# Supplied records:
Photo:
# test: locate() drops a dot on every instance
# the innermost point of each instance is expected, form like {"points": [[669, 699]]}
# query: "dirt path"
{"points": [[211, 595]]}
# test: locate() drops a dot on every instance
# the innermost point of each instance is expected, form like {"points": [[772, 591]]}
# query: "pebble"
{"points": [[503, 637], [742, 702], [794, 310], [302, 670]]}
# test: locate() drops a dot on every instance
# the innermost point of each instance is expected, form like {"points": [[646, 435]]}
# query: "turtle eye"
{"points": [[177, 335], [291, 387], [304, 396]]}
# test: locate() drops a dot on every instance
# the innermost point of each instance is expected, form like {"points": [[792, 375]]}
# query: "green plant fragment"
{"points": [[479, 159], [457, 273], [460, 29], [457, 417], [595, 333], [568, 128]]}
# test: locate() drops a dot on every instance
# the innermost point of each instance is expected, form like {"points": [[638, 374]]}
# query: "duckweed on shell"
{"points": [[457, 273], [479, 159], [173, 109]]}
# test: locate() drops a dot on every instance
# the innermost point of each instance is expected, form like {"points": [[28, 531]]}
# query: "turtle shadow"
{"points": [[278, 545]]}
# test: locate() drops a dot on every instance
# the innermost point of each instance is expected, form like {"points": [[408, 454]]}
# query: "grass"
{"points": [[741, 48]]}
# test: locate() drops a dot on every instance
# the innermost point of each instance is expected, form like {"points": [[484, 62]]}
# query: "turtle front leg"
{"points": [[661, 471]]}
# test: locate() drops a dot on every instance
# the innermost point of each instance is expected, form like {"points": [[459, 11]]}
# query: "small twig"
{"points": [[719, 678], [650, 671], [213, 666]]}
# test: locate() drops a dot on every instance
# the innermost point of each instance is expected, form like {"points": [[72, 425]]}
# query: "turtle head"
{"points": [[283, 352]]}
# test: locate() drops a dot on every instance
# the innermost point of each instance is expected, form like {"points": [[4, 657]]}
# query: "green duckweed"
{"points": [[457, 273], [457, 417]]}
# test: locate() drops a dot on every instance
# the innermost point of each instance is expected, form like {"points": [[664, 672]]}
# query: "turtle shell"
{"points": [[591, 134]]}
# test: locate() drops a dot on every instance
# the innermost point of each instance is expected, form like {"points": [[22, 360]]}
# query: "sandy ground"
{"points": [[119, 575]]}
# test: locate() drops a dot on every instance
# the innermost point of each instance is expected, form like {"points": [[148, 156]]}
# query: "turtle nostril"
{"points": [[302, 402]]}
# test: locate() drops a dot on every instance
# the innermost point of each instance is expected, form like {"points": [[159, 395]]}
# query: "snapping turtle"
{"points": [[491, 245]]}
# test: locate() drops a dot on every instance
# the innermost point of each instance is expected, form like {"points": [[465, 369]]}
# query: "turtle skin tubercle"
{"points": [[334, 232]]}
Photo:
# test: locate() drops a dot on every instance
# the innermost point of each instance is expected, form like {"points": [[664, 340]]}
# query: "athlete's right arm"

# Aim of the exercise:
What's wanted is each line above, transcribed with nothing altered.

# Written solution:
Photo:
# test: locate() drops a dot on every instance
# the innermost point of each instance is expected, form like {"points": [[669, 699]]}
# query: "dirt path"
{"points": [[211, 595]]}
# test: locate() drops a dot on every instance
# the innermost point of each instance is expected, form like {"points": [[772, 591]]}
# query: "pebble"
{"points": [[503, 637], [742, 702], [794, 310], [302, 670]]}
# test: locate() drops a dot on every instance
# the innermost point of each instance is expected, form like {"points": [[646, 435]]}
# query: "turtle eye"
{"points": [[177, 335], [291, 387], [304, 396]]}
# test: locate() drops a dot on every instance
# the innermost point of each instance is expected, form like {"points": [[792, 375]]}
# query: "green plant fragment"
{"points": [[479, 159], [457, 273], [460, 29], [457, 417], [595, 333], [568, 128]]}
# test: locate() drops a dot on every instance
# the innermost point of each instance is expected, form like {"points": [[638, 374]]}
# query: "duckweed on shell"
{"points": [[457, 273], [479, 159], [173, 109]]}
# test: locate() drops a dot on every instance
# the innermost point of each instance is expected, form like {"points": [[28, 531]]}
# query: "turtle shadow"
{"points": [[278, 545]]}
# test: locate() drops a dot on every instance
# the innermost point of each instance is expected, form like {"points": [[408, 454]]}
# query: "grass"
{"points": [[741, 48]]}
# test: locate() drops a dot on every instance
# the innermost point of each instance is expected, form like {"points": [[484, 62]]}
# query: "turtle front leg"
{"points": [[661, 471]]}
# test: locate() drops a dot on every instance
# the innermost point of each instance is expected, form like {"points": [[459, 11]]}
# query: "small twig"
{"points": [[719, 678], [650, 671], [213, 666]]}
# test: locate() drops a dot on every instance
# the innermost point of each instance is expected, form like {"points": [[72, 425]]}
# query: "turtle head"
{"points": [[283, 352]]}
# test: locate() drops a dot on every instance
# the innermost point of each instance is expected, form like {"points": [[4, 657]]}
# query: "green duckweed"
{"points": [[457, 273], [457, 417]]}
# test: locate() drops a dot on every instance
# the innermost point of each instance is expected, form like {"points": [[664, 672]]}
# query: "turtle shell"
{"points": [[591, 134]]}
# test: locate() drops a dot on every instance
# the innermost point of each instance is expected, form like {"points": [[22, 360]]}
# query: "sandy ground"
{"points": [[119, 575]]}
# test: locate() drops a dot on every instance
# the innermost point of each instance is expected, form like {"points": [[148, 156]]}
# query: "turtle nostril"
{"points": [[302, 402]]}
# test: locate() drops a dot on every instance
# the innermost point of each instance is expected, form like {"points": [[159, 395]]}
# query: "snapping turtle"
{"points": [[491, 245]]}
# test: locate() drops a dot on every instance
# the innermost point of each instance is expected, form like {"points": [[465, 369]]}
# query: "turtle skin tubercle"
{"points": [[334, 232]]}
Photo:
# test: locate() drops a dot on every instance
# the innermost point of each instance is expected, form like {"points": [[664, 340]]}
# query: "athlete's right arm"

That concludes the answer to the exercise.